▸ **Stated problem A**:
In the dovetail tutorial below, what tool clears the waste between the tails?

▸ **Text to read**:
--- Begin ---
Let’s cut a dovetail joint using a sawing guide

Recently I wrote an article about dovetail saw guides. So I thought it would be a good idea to do a quick blog post showing how I go about cutting a dovetail corner with the help of a guide. If I’m going to hand cut a dovetail joint that is going to be seen, I will always do something to that joint to show that I put some thought into it. I might make them proud, or use uneven spacing, or some other thing. It seems to me a great way to let the observer know that this is a special joint.

First things first things, as my 3-year-old daughter says, I get set up. I like to use a Moxon vise, with an old man light attached. I also lay out all my tools. 

A good joint starts with stock that is nice and square. 

I set up my marking gauge for a cut that is deeper than the thickness of the workpiece. This will create a proud dovetail. 

I mark the baseline. 

Next is spacing. I come up with a pattern that seems pleasing. When using a dovetail guide, layout isn’t really necessary. I just need a place to show me where to start the cut. 

All it takes is a few dots so I know where to place the saw.

Time to cut.

I like narrow pins. I think it’s another little detail that says the dovetail was cut by hand. Yes, narrow pins create a weaker joint, so adjust as needed for strength. 

90° cuts on outside tails.

 

More 90° outside tail cutting. The Katz Moses jig is unique in that it has a 90° option. This is helpful for this process.

I use a fretsaw to clear the waste between tails. Similar to a coping saw, it runs a smaller blade.

I use what will become the pin board, clamped to the baseline on the tail board as a chisel guide. This ensures that I get a good clean baseline. 

That is a Lie-Nielsen 1/8-in. chisel for reference.

I clamp the tail board in the Moxon vise for final cleaning. This is a really good position to be able to look in between the tails to clean out the last stubborn bits of gunk. 

Time for pins. I clamp the pin board in the vise flush with its top surface. 

I made this little square as an alignment tool. Please note awesome van in the background.

With the square clamped to the vise, I line up the two pieces so I can mark for the pin cuts. 

Close-up of the alignment.
--- End ---
▸ **Stated problem B**:
Return each line of the entries that contains the word "road".

[Excerpt from a dataset]
--- Begin ---
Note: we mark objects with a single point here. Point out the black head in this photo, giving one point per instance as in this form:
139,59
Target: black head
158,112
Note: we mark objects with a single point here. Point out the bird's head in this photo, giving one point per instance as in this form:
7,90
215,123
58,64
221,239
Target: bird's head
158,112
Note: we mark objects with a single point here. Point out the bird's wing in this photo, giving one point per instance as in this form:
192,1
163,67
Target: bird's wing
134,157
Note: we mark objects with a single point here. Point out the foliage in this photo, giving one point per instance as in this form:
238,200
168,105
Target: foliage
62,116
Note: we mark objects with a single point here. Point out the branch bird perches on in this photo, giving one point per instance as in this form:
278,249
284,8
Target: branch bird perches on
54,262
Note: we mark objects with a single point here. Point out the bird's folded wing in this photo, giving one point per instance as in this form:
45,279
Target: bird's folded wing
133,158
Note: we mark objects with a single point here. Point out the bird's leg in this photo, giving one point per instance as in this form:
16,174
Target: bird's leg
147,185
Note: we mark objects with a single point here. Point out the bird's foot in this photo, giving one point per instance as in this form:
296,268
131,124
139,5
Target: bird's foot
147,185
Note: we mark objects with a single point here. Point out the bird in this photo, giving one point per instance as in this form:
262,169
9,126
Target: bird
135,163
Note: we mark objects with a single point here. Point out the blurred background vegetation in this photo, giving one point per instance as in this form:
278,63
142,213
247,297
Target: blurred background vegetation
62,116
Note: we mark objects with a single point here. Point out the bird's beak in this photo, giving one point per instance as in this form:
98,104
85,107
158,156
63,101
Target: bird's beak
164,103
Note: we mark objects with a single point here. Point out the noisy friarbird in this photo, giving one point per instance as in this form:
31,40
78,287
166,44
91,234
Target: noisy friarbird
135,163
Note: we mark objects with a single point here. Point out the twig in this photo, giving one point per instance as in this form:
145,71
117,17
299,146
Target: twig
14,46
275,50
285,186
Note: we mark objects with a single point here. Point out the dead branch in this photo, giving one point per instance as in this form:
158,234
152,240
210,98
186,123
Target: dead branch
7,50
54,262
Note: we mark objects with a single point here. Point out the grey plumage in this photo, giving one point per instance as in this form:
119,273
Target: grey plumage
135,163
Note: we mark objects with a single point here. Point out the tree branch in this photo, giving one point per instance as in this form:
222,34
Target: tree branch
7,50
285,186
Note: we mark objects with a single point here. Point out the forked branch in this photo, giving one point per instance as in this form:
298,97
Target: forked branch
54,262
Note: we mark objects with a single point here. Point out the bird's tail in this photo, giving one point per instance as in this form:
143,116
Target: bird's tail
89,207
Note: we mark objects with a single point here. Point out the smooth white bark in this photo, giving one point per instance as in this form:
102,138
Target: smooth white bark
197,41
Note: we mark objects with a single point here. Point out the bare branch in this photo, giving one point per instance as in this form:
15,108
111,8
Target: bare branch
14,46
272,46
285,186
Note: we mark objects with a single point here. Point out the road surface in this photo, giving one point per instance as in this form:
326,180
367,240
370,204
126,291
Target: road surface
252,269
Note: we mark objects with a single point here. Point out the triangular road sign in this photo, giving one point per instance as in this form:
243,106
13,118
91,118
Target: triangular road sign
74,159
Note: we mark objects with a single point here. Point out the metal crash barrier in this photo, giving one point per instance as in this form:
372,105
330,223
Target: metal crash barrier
--- End ---
▸ **Exercise result A**:
A fretsaw.

▸ **Exercise result B**:
Note: we mark objects with a single point here. Point out the road surface in this photo, giving one point per instance as in this form:
Target: road surface
Note: we mark objects with a single point here. Point out the triangular road sign in this photo, giving one point per instance as in this form:
Target: triangular road sign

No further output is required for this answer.